- **What to do**
a – Please say whether each statement below agrees with the article on Malcolm Brogdon, answering yes or no and quoting the words of the article that decide it. (i) Brogdon had been a member of the 50-40-90 club. (ii) The Celtics completed a trade sending Brogdon to the Clippers. (iii) After the Kristaps Porzingis-Marcus Smart trade, Brogdon's role on the court was widely discussed.
b – Carry the article on Malcolm Brogdon forward from its last sentence.

- **Document**
A year ago, around this time, Malcolm Brogdon symbolized the embarrassment of riches the Boston Celtics seemingly had in 2022. His resume included being a member of the ultra-exclusive 50-40-90 club, someone who not too far back averaged over 20 points per game, was very much in his prime, and, most stunningly of all, was practically gift-wrapped to the Celtics right after a finals appearance. Sure, his addition came with a “Fragile: Handle With Care” label, but that was a risk worth taking, given what the Celtics traded away to get him.
Fast forward to a year later, and the talk around Brogdon has done a complete 180. Now it’s all about the prospect of trading him and his $22.5 million contract to stay under the second tax apron ASAP or how awkward things could very well be between him and the Celtics now after they nearly traded him to the Clippers, as Shams Charania first reported on June 21, before the Clippers balked.
The Brogdon hype dying down can also be partially attributed to the honeymoon phase being over, which is how it usually works. However, keep in mind that once the Kristaps Porzingis-Marcus Smart trade was completed, how that factored into Brogdon’s role on the court didn’t come up much. In fact, the questions that came out regarding their backcourt situation centered around whether Derrick White could handle filling in for Smart or if Payton Pritchard was ready to take on a full-time role on a contender for an entire season.

- **Supplied material**

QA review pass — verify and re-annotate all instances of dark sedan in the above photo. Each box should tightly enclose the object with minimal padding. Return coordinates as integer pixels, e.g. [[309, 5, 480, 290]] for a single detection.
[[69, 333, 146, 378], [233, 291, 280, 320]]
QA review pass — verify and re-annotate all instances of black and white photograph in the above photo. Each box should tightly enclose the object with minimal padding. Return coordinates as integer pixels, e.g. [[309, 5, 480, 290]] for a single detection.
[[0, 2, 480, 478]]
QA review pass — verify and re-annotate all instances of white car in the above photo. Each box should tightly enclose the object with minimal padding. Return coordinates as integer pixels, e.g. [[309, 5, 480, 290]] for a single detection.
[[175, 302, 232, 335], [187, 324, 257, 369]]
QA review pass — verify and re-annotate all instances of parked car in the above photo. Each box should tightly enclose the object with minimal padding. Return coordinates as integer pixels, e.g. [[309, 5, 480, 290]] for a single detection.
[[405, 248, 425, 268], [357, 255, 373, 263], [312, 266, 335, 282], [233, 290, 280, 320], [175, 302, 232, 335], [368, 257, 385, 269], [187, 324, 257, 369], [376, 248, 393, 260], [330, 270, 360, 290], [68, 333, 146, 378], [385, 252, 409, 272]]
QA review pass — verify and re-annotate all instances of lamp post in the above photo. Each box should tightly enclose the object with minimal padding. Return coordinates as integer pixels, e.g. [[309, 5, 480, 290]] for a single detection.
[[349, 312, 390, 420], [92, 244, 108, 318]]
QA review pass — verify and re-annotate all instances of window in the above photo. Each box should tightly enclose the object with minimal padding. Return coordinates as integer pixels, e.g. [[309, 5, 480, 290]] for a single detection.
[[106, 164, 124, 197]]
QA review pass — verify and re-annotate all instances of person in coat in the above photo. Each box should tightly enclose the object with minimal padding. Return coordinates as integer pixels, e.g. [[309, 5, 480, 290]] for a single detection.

- **Written responses**
a –
(i) Yes: "His resume included being a member of the ultra-exclusive 50-40-90 club"
(ii) No: "they nearly traded him to the Clippers, as Shams Charania first reported on June 21, before the Clippers balked."
(iii) No: "how that factored into Brogdon’s role on the court didn’t come up much."

b –
Another reason why Brogdon has been largely forgotten is based on his unfortunately abysmal playoff performance during the Eastern Conference Finals. A badly ill-timed elbow injury in his shooting arm sustained in Game 2 sapped his scoring abilities. Though Brogdon valiantly tried to play through it, anyone with two eyes could see that playing hurt was, by extension, hurting the Celtics.
It’s fair to say that Brogdon’s last couple of performances in 2023, combined with all that’s happened in the preceding offseason, have made him fall a little under the radar. One could argue that those who are focused on Brogdon’s exit from the Boston Celtics have memories of a goldfish. Because Malcolm Brogdon was everything the Celtics could have realistically hoped for.
Warts and all, Malcolm Brogdon was and still is worth the risk for the Boston Celtics
Does it bear repeating that Brogdon is the NBA’s reigning Sixth Man of the Year? And that he won the award by a pretty fair margin, per AP News? Brogdon was the best bench scorer the Boston Celtics have had since the early days of Isaiah Thomas and was pretty much everything the Celtics hoped Dennis Schroder to be – an efficient scorer capable of taking some of the scoring load off Jayson Tatum and Jaylen Brown while playing within the offense.
Brogdon may not be the guy on a title team, but he is the guy that you put next to the guy on a title team. Case and point – in his last season with the Pacers, he shot 31.2% from the 3-point line, per Basketball-Reference, and that shot up to a career-high 44.4% in his first season with the Celtics. That’s not a coincidence. While Brogdon didn’t do a bad job when the Pacers counted on him to be their guy, Brogdon fit much better as a complementary piece in Boston.
Fans may brush off that Brogdon embraced his bench role since he got the opportunity to play for a contender, but that is not easy to do. It’s not that simple for players to easily transition to the bench. Especially in Brogdon’s case, knowing that he started every game in the last four seasons before coming to Boston.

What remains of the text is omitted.